TASK PROMPT — Please copy down every one of the rows below word for word, leaving out the pictures.

GIVEN ENTRIES —
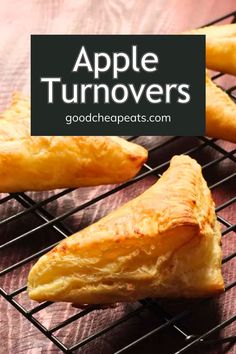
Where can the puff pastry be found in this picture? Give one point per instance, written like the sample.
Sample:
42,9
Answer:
220,113
43,163
220,47
164,243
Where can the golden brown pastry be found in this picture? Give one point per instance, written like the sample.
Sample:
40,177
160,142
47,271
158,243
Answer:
220,113
220,47
42,163
164,243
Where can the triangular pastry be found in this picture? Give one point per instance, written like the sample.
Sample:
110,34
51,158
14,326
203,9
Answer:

EXPECTED ANSWER —
Where can the puff pastry be found in this picture? Give one point per instance, written like the sample.
Sample:
42,9
Answer:
220,113
43,163
220,47
164,243
Where can the golden brown pastry be found in this picture? Give one point per instance, written like the sample.
Sample:
40,177
160,142
47,271
158,243
Answer:
220,113
220,47
42,163
164,243
Where can the triangular pastry be found in this picture? Give one point per instance, written like the sample.
Sample:
110,34
51,158
14,326
203,9
Answer:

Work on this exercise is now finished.